* REQUISITOS DEL PROBLEMA
Transcribe sin cambios la parte que empieza al comienzo de las filas y termina en la línea que contiene "(1108, 533)", con ambos extremos incluidos.

[Filas de una colección de datos]
• • •

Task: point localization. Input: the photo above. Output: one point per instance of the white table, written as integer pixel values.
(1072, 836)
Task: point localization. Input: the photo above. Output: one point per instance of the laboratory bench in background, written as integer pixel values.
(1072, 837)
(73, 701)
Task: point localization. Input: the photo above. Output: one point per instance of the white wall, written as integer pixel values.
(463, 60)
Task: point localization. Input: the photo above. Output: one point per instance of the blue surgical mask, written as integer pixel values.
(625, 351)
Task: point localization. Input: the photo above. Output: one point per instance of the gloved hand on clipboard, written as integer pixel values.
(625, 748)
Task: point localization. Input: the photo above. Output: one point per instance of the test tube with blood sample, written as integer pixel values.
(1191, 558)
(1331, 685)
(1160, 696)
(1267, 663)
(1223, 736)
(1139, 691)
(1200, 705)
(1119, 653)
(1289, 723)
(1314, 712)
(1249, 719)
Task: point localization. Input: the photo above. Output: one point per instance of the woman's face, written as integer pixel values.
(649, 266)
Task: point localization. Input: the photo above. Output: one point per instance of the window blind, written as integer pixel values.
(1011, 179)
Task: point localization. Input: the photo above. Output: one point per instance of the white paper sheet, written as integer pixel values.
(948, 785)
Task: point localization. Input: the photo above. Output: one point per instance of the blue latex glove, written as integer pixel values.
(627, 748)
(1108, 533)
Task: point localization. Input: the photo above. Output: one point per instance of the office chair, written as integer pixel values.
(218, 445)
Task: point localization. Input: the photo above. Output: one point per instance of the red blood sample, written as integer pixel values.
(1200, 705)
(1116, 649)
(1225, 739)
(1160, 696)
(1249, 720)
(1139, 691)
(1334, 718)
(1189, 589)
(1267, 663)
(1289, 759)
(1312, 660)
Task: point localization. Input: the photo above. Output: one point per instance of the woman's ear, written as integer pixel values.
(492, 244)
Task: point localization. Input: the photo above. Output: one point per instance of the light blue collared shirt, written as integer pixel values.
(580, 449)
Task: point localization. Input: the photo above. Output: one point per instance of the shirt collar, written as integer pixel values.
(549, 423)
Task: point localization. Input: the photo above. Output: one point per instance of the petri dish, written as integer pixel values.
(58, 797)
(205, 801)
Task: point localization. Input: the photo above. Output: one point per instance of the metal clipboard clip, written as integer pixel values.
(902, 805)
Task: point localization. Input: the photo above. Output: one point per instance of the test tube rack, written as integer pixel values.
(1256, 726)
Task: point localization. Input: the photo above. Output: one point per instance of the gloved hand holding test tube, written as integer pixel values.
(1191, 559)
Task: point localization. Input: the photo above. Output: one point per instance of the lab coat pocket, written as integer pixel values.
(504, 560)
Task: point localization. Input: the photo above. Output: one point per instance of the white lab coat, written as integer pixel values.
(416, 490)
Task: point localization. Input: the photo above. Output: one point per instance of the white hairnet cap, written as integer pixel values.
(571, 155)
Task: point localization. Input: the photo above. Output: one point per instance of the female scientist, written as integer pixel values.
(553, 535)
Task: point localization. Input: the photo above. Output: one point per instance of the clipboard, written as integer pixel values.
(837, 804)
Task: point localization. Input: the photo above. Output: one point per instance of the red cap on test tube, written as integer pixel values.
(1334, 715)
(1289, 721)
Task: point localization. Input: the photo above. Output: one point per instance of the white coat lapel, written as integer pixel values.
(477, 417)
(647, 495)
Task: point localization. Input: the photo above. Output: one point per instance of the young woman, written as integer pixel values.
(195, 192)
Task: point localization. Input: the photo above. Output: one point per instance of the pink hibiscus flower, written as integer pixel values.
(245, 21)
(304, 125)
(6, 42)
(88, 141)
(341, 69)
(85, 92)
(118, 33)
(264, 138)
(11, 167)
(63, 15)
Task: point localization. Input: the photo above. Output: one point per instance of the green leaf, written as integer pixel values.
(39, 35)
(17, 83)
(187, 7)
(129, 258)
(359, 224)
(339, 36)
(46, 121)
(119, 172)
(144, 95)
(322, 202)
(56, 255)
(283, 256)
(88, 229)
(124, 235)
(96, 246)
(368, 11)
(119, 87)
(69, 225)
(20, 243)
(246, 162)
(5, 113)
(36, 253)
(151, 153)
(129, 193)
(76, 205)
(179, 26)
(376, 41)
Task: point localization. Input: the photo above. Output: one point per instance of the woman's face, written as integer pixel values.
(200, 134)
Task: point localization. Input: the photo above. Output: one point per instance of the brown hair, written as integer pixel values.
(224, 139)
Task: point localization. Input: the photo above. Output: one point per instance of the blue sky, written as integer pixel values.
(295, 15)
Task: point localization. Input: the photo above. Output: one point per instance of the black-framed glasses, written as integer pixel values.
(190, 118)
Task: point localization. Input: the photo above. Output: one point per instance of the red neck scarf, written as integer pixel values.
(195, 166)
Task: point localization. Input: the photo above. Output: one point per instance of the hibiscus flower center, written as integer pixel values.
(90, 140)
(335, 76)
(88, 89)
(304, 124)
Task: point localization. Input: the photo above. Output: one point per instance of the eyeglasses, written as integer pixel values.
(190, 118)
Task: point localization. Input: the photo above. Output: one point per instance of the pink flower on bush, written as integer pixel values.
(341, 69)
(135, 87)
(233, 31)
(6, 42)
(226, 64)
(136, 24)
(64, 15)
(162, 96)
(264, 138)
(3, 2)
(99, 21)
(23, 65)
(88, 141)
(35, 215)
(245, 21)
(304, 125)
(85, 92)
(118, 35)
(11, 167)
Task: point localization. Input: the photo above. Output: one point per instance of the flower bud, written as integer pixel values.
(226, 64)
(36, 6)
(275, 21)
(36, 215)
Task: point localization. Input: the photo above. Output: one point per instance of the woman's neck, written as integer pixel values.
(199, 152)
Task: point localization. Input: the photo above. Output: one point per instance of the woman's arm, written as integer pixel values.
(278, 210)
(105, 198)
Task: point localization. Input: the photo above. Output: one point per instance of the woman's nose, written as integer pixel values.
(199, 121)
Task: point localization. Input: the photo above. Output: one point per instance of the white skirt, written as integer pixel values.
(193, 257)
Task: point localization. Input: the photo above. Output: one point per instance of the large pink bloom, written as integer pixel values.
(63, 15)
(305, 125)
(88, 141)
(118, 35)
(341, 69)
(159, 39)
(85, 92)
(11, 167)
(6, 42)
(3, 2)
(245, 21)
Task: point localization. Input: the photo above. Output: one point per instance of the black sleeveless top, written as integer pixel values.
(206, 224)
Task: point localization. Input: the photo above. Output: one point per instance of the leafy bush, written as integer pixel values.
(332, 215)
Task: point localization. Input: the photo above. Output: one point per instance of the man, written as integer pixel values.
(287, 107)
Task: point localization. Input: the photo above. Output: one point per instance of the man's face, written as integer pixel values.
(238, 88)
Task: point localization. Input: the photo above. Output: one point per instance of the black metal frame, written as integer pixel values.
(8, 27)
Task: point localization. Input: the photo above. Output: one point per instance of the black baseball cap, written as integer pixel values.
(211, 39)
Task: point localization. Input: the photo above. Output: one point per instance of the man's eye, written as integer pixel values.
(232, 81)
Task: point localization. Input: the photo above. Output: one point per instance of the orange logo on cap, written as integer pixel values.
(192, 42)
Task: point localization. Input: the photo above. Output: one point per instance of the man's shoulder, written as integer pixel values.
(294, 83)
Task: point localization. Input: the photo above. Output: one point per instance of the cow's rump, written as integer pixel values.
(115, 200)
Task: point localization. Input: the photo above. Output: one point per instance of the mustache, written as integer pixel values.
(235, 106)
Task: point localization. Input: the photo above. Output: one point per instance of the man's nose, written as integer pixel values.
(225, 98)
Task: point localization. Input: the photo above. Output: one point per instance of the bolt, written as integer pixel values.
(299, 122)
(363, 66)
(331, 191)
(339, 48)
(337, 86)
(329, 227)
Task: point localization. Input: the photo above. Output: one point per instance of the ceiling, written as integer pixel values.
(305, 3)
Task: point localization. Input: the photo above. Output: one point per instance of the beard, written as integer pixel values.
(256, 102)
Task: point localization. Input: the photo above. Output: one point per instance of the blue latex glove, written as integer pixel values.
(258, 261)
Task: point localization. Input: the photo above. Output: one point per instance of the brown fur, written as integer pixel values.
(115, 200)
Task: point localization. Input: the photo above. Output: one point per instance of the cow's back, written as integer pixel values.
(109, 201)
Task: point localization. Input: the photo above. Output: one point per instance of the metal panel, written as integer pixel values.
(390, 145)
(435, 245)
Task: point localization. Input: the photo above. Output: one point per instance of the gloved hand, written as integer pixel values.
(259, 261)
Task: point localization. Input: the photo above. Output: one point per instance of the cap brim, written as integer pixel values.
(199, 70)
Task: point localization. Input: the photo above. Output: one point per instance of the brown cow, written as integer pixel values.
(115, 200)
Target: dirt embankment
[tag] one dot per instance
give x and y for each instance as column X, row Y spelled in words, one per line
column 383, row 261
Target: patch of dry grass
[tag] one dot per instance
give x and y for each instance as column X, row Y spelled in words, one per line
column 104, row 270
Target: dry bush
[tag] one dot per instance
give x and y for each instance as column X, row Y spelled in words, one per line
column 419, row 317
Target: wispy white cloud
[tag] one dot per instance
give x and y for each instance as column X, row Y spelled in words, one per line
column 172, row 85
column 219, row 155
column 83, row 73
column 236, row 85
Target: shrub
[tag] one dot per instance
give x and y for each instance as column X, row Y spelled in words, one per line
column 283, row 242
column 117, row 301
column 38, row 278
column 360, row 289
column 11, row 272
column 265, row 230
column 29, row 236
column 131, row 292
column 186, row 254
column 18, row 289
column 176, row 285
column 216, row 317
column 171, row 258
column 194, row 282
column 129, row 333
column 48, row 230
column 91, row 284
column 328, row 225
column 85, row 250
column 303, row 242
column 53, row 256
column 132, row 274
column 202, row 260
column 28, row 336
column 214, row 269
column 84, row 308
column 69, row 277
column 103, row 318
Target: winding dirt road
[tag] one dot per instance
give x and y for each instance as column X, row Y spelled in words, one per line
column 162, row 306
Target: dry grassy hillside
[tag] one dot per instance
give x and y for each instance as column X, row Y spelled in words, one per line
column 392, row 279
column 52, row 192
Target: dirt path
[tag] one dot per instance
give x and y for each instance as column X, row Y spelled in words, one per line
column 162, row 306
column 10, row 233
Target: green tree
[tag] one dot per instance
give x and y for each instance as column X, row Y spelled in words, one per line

• • •

* RESPUESTA DEL EJERCICIO
Task: point localization. Input: the photo above. Output: one point per instance of the white table, written as integer pixel values.
(1072, 836)
Task: point localization. Input: the photo above. Output: one point per instance of the laboratory bench in background, written as integer pixel values.
(1072, 837)
(73, 701)
Task: point localization. Input: the photo above. Output: one point per instance of the white wall, written as integer pixel values.
(463, 60)
Task: point localization. Input: the photo above. Output: one point per instance of the blue surgical mask, written as integer pixel values.
(625, 351)
Task: point localization. Input: the photo above. Output: one point per instance of the gloved hand on clipboard, written as integer pixel values.
(625, 748)
Task: point localization. Input: the photo above. Output: one point per instance of the test tube with blood sample, written as integer pixel values.
(1191, 558)
(1331, 685)
(1160, 696)
(1267, 663)
(1223, 736)
(1139, 691)
(1200, 705)
(1119, 653)
(1289, 723)
(1314, 712)
(1249, 719)
Task: point localization. Input: the photo above. Output: one point per instance of the woman's face, written as integer pixel values.
(649, 266)
Task: point localization. Input: the photo above. Output: one point per instance of the window blind, written as integer pixel values.
(1011, 179)
Task: point localization. Input: the photo above. Output: one point per instance of the white paper sheet, written as integer pixel values.
(948, 785)
Task: point localization. Input: the photo above. Output: one point per instance of the blue latex glove, written as integer pixel values.
(627, 748)
(1108, 533)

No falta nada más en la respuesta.